> Point-per-instance localization data:
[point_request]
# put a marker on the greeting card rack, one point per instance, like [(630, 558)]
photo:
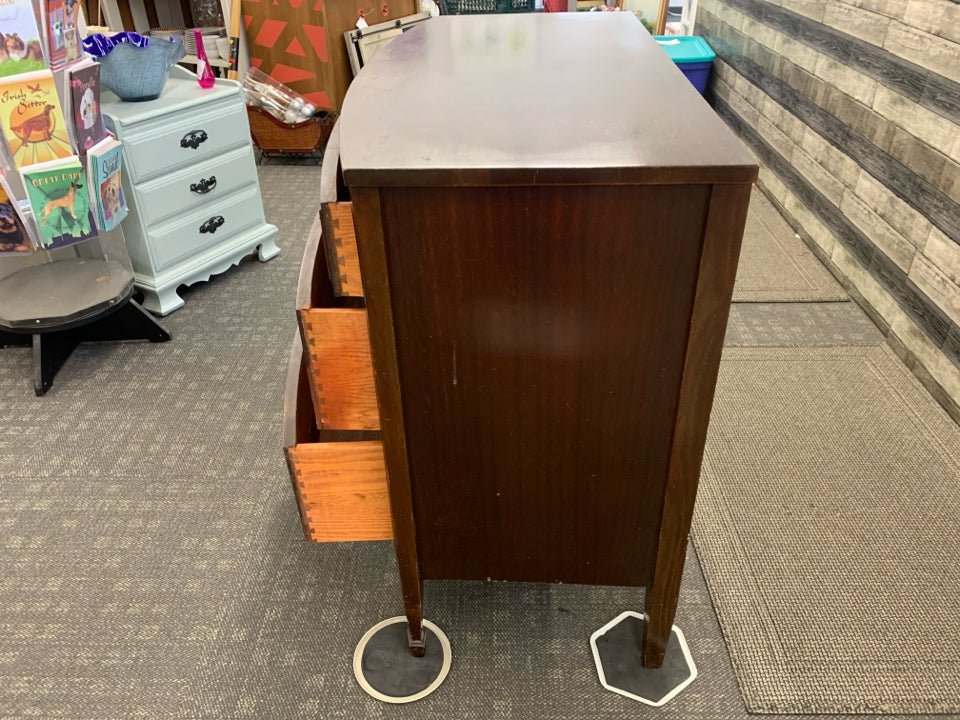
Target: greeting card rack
[(56, 299)]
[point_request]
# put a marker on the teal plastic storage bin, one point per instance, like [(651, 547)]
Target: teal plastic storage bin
[(691, 54)]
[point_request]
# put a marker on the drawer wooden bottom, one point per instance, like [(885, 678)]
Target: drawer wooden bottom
[(337, 344), (341, 490)]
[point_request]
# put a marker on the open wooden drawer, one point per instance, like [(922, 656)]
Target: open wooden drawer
[(331, 421)]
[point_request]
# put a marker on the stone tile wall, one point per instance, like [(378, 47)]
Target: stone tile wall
[(852, 108)]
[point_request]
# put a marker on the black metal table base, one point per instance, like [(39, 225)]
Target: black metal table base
[(51, 349)]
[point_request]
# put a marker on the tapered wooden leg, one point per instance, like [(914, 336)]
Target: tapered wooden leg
[(383, 345), (661, 606), (726, 217)]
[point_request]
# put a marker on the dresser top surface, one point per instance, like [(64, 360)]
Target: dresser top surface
[(178, 93), (532, 99)]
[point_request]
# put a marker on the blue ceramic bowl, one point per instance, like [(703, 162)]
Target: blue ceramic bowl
[(136, 74)]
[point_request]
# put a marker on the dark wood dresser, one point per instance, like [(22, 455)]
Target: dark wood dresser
[(548, 218)]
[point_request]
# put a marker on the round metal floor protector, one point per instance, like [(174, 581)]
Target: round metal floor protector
[(385, 668)]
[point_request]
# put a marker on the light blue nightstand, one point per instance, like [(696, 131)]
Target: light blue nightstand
[(190, 181)]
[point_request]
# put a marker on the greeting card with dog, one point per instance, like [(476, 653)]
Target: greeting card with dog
[(60, 200), (32, 121), (20, 49)]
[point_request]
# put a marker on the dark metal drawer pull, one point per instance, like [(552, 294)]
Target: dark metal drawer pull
[(212, 224), (193, 139), (204, 186)]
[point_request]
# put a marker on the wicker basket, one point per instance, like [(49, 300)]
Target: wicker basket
[(273, 136)]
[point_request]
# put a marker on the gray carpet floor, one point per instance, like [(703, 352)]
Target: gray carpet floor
[(152, 563), (776, 266)]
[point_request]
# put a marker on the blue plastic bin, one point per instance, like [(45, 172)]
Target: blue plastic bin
[(691, 54)]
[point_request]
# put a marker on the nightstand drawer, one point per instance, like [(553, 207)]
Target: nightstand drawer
[(203, 183), (205, 226), (168, 143)]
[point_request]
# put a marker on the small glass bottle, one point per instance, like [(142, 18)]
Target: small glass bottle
[(204, 72)]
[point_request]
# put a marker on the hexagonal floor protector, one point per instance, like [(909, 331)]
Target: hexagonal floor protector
[(385, 668), (618, 654)]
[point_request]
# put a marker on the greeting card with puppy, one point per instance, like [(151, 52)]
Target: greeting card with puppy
[(103, 174), (20, 48), (60, 200)]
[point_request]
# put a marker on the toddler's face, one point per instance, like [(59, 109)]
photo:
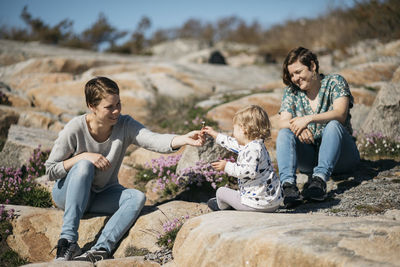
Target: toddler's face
[(239, 134)]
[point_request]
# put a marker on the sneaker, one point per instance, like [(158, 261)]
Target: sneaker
[(291, 195), (66, 250), (315, 189), (212, 204), (93, 255)]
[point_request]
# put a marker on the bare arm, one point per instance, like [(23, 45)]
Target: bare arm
[(284, 119), (98, 160), (193, 138), (339, 113)]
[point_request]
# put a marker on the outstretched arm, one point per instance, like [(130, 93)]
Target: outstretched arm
[(339, 113), (193, 138)]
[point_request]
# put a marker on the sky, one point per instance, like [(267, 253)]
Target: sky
[(164, 14)]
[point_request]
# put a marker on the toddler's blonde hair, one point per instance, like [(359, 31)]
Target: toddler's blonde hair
[(254, 121)]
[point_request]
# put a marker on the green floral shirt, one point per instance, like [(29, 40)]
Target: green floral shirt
[(296, 103)]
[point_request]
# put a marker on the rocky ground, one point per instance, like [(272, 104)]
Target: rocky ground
[(371, 190), (44, 87)]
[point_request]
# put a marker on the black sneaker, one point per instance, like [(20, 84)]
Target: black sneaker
[(291, 195), (66, 250), (212, 204), (315, 189), (93, 255)]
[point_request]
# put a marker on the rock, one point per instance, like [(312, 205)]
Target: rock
[(21, 142), (393, 214), (127, 262), (216, 57), (29, 81), (384, 115), (143, 156), (363, 96), (61, 264), (367, 73), (177, 48), (224, 113), (14, 98), (209, 152), (144, 232), (8, 116), (126, 176), (54, 98), (396, 76), (37, 230), (359, 113), (253, 239), (45, 182)]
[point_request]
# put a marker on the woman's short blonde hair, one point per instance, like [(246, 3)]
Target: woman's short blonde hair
[(254, 121), (98, 88)]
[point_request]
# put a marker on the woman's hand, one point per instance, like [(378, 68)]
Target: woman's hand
[(193, 138), (210, 131), (298, 124), (98, 160), (219, 165), (306, 136)]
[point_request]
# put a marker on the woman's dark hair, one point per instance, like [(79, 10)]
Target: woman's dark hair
[(97, 88), (305, 56)]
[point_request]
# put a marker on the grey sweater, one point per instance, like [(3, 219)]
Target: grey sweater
[(75, 139)]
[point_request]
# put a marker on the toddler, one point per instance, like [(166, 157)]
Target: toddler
[(259, 187)]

> Problem description: Once the pictures are set aside, copy the remaining text of every entry exactly.

> Response:
[point_request]
# put a marker on the greeting card rack, one point per instance, like [(630, 558)]
photo:
Target: greeting card rack
[(56, 299)]
[point_request]
# put a marker on the teal plastic storage bin, one point per instance, like [(651, 547)]
Target: teal plastic storage bin
[(691, 54)]
[point_request]
# put a marker on the drawer wooden bottom, one point per instance, like [(885, 678)]
Target: drawer wooden bottom
[(337, 344), (341, 490)]
[point_request]
# put a marker on the open wooden drawer, one point per instance, like [(922, 656)]
Target: open wooden drawer
[(331, 421)]
[point_request]
# put a marker on the stone tile wall, one point per instance, like [(378, 47)]
Target: stone tile wall
[(852, 108)]
[point_request]
# put a marker on the black metal table base, one point per instance, like [(39, 225)]
Target: black metal table base
[(51, 349)]
[point_request]
# put a marker on the tapered wooden leg, one point per instance, like [(914, 336)]
Target: tapered wooden leg
[(383, 345), (661, 606), (726, 217)]
[point_request]
# put a marker on the dresser top surface, one point per instance, like [(64, 360)]
Target: dresser top surface
[(178, 93), (532, 99)]
[point_request]
# put a marker on the blue ceramic bowl, one point per instance, like [(703, 162)]
Target: blue ceramic bowl
[(136, 74)]
[point_request]
# put a marker on the dark wood dresser, one point per instance, like [(22, 455)]
Target: dark wood dresser
[(548, 218)]
[point_request]
# put a marker on the round metal floor protector, one point per instance, like [(174, 581)]
Target: round metal floor protector
[(385, 668)]
[point_request]
# put a marker on the light blue nightstand, one point per instance, like [(696, 131)]
Target: light blue nightstand
[(190, 181)]
[point_request]
# put a marker on the greeting card with dog, one point per instance, like [(476, 653)]
Target: greeting card with dog
[(60, 200), (32, 121), (20, 49)]
[point_request]
# put a marker on the dark metal drawer pull, one point per instance, like [(552, 294)]
Target: dark metal drawer pull
[(212, 224), (193, 139), (204, 186)]
[point_request]
# put a marker on the wicker basket, one point per instance, like [(49, 300)]
Target: wicker basket
[(273, 136)]
[point_request]
# put a marker on the gray carpet floor, one point per instance, like [(703, 352)]
Target: gray carpet floor
[(152, 563), (776, 266)]
[point_request]
# put a marker on the blue plastic bin, one point per instance, like [(45, 172)]
Target: blue plastic bin
[(691, 54)]
[point_request]
# put a marker on the nightstand drawer, one point per instance, like [(553, 207)]
Target: nightstand drawer
[(203, 183), (205, 226), (168, 143)]
[point_request]
# put a marker on the small glass bottle, one point per instance, like [(142, 18)]
Target: small glass bottle
[(204, 72)]
[point_request]
# put a marker on the hexagonal floor protector, one point per instance, like [(909, 331)]
Target: hexagonal floor protector
[(385, 668), (618, 654)]
[point_request]
# put a marker on the greeting card with puppy, one point per instance, like [(151, 52)]
Target: greeting card with puppy
[(103, 174), (20, 48), (60, 200)]
[point_request]
# put a marker on the toddler's face, one point per instance, like [(59, 109)]
photo:
Target: toddler's face
[(239, 134)]
[point_request]
# put a marker on the sneaker, one point per instance, like [(158, 261)]
Target: sneaker
[(291, 195), (66, 250), (315, 189), (212, 204), (93, 255)]
[point_request]
# put a marker on the bare arm, one point per instance, like [(23, 45)]
Target: bare arm
[(284, 119), (98, 160), (193, 138), (339, 113)]
[point_request]
# put a marker on the outstretched arm, one point per instance, like [(130, 93)]
Target: outstretched arm
[(339, 113), (193, 138)]
[point_request]
# put a marker on the sky, one point per instance, like [(267, 253)]
Target: sky
[(164, 14)]
[point_request]
# put a marker on the toddler's blonde hair, one point per instance, like [(359, 31)]
Target: toddler's blonde hair
[(254, 121)]
[point_request]
# put a marker on the green floral shirt, one point per instance, like [(29, 40)]
Target: green floral shirt
[(296, 103)]
[point_request]
# put a marker on the rocky ground, one point per instance, like [(272, 104)]
Target: rocky ground
[(371, 190), (44, 87)]
[point_request]
# put a marker on the black sneaker, one point per instance, like [(20, 84)]
Target: black sneaker
[(291, 195), (66, 250), (212, 204), (315, 189), (93, 255)]
[point_request]
# put a marker on the rock, one point per instance, like [(312, 205)]
Target: rock
[(21, 142), (393, 214), (127, 262), (216, 57), (29, 81), (384, 115), (143, 156), (363, 96), (61, 264), (367, 73), (177, 48), (224, 113), (14, 98), (209, 152), (144, 232), (8, 116), (126, 176), (54, 98), (396, 76), (37, 230), (359, 113), (253, 239), (45, 182)]
[point_request]
# put a marker on the woman's short blonde hair, one point per instance, like [(246, 3)]
Target: woman's short blonde hair
[(254, 121), (98, 88)]
[point_request]
# put a marker on the woman's hand, one point per instance, like [(378, 68)]
Target: woman's hand
[(193, 138), (210, 131), (298, 124), (98, 160), (219, 165), (306, 136)]
[point_request]
# put a marker on the woman's dark hair, one point per instance, like [(79, 10)]
Target: woman's dark hair
[(97, 88), (305, 56)]
[point_request]
# put a marker on the grey sweater, one point per instance, like [(3, 219)]
Target: grey sweater
[(75, 139)]
[point_request]
# put a marker on the toddler, one point per instance, like [(166, 157)]
Target: toddler
[(259, 187)]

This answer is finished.